---------- Stored records ----------

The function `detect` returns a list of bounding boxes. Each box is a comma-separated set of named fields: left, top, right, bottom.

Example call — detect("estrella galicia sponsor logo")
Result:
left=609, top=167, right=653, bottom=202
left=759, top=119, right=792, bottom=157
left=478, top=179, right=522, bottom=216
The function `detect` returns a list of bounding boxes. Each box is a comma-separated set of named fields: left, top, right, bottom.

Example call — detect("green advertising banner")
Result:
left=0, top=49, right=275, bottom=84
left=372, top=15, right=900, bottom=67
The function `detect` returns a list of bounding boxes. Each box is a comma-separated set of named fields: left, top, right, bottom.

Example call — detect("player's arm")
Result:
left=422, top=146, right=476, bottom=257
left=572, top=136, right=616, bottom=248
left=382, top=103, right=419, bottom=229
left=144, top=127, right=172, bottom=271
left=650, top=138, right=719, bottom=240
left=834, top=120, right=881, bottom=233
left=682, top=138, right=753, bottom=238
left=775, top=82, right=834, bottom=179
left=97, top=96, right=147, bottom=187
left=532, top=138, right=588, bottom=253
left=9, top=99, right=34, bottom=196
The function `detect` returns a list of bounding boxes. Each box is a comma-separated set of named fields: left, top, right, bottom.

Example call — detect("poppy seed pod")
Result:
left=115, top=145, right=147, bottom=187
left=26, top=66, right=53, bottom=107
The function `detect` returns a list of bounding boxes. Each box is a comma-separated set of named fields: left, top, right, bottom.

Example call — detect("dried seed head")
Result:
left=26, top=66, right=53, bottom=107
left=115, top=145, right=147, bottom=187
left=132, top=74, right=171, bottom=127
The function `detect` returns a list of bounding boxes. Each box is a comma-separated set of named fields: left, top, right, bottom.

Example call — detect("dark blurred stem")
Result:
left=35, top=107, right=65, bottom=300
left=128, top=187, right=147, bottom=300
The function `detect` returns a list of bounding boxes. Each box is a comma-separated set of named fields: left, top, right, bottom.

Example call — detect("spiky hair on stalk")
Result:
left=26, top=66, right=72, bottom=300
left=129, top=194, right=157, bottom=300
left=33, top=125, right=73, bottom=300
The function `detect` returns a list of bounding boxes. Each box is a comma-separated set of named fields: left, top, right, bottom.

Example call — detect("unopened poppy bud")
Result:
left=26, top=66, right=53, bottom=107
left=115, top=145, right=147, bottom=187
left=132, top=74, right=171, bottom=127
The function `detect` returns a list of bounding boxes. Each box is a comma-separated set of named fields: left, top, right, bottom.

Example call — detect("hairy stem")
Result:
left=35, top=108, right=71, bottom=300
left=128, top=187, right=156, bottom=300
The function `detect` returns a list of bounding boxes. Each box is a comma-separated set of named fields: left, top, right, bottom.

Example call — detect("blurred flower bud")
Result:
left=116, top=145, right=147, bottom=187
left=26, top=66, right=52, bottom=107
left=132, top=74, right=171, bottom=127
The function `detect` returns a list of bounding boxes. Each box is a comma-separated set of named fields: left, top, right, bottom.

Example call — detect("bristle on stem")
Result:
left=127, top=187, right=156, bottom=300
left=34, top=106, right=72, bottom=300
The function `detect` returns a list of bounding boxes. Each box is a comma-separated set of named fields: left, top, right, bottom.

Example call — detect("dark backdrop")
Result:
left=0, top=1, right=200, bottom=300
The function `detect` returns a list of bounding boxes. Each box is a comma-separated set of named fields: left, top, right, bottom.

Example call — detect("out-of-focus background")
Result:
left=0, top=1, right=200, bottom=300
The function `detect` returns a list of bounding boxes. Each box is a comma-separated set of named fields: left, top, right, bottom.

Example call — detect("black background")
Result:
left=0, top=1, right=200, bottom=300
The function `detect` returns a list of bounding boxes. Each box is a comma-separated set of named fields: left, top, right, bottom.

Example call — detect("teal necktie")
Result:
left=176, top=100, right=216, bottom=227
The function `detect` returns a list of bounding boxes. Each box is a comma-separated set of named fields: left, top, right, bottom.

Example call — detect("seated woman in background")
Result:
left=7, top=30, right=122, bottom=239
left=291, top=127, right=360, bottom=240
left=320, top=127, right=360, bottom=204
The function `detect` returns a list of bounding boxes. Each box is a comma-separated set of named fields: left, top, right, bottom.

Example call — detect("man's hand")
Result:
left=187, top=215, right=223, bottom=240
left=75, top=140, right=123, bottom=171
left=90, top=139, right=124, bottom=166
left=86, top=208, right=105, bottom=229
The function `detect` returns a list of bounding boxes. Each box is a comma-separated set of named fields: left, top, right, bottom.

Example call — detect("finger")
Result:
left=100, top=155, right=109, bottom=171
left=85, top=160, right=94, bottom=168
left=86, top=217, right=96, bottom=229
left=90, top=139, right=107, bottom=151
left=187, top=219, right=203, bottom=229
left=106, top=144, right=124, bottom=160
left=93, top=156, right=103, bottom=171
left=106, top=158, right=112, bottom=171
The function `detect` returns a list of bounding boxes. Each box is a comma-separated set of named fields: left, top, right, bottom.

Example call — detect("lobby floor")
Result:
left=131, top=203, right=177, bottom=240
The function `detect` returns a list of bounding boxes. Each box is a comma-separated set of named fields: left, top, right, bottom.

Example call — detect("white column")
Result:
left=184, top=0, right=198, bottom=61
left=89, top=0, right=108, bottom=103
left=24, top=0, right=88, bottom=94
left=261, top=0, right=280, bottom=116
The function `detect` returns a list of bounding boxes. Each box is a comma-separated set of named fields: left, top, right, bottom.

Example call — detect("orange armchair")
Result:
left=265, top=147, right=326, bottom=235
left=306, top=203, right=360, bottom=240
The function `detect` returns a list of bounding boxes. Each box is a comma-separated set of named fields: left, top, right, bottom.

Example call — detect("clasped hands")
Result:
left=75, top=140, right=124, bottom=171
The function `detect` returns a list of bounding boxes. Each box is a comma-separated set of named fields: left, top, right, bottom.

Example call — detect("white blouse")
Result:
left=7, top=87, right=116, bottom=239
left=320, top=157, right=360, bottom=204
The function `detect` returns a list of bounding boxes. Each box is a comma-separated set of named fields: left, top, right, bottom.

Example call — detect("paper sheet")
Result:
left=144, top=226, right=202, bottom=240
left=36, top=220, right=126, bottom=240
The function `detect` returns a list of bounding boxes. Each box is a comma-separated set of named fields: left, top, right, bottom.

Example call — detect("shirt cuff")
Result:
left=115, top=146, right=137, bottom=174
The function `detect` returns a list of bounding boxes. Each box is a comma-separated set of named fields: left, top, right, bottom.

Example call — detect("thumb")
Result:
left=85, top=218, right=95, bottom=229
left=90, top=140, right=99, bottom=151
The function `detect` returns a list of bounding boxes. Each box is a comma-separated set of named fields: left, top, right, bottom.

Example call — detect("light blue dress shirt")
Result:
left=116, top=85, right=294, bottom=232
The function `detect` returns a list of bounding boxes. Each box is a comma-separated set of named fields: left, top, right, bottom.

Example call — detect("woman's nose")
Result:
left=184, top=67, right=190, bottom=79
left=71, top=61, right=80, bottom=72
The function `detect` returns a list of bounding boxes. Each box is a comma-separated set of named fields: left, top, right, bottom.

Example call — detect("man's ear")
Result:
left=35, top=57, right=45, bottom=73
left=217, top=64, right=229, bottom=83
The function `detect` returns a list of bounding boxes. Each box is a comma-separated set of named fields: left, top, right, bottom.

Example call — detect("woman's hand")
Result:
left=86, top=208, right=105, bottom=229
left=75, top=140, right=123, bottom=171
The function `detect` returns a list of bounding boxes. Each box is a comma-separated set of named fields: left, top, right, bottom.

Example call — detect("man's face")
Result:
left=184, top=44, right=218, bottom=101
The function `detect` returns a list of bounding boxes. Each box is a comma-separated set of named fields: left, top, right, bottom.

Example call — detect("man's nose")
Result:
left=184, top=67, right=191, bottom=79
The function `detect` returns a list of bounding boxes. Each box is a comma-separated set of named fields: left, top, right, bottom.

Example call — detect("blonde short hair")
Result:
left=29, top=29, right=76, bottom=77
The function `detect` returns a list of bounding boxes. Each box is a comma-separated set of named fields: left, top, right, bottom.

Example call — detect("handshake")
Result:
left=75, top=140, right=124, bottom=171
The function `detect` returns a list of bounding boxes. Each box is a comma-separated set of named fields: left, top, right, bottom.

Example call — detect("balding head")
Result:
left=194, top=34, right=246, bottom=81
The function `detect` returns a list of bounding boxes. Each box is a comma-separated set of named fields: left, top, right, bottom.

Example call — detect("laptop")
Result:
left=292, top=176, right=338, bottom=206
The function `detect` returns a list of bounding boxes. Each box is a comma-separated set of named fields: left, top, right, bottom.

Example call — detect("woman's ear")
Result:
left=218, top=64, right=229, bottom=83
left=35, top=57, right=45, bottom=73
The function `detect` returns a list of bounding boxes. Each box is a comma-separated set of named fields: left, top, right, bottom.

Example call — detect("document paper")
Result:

----------

= What is asked =
Copy the listing above verbatim, from its first line through the line containing "left=128, top=187, right=147, bottom=300", including both of those lines.

= Worked solution =
The function `detect` returns a list of bounding boxes. Each box is a comma-separated set of named fields: left, top, right, bottom.

Example call — detect("estrella galicia sponsor logo")
Result:
left=609, top=167, right=653, bottom=202
left=759, top=119, right=792, bottom=157
left=478, top=179, right=522, bottom=216
The function `detect` returns a list of bounding boxes. Each box is a comma-separated set of named fields: left, top, right, bottom.

Example call — detect("green advertising banner")
Result:
left=0, top=49, right=275, bottom=84
left=372, top=15, right=900, bottom=67
The function `detect` returns a list of bounding boxes. Each box is a comma-separated set of named fields: left, top, right, bottom.

Example call — detect("player's arm")
Result:
left=422, top=146, right=476, bottom=257
left=572, top=136, right=616, bottom=248
left=382, top=103, right=419, bottom=229
left=144, top=127, right=172, bottom=271
left=650, top=138, right=719, bottom=240
left=834, top=120, right=881, bottom=233
left=682, top=138, right=753, bottom=238
left=775, top=82, right=834, bottom=179
left=97, top=96, right=147, bottom=187
left=532, top=138, right=588, bottom=253
left=9, top=99, right=34, bottom=196
The function `detect` returns a list of bounding boxes. Each box is a comma-separated set of named fields: left, top, right, bottom.

Example call — detect("poppy seed pod")
Result:
left=115, top=145, right=147, bottom=187
left=26, top=66, right=53, bottom=107
The function `detect` returns a list of bounding boxes. Each box is a comma-separated set of named fields: left, top, right, bottom.

Example call — detect("dried seed head")
Result:
left=26, top=66, right=53, bottom=107
left=115, top=145, right=147, bottom=187
left=132, top=74, right=171, bottom=127
The function `detect` returns a list of bounding boxes. Each box is a comma-separated set of named fields: left, top, right, bottom.

Example call — detect("dark blurred stem")
Result:
left=35, top=107, right=65, bottom=300
left=128, top=187, right=147, bottom=300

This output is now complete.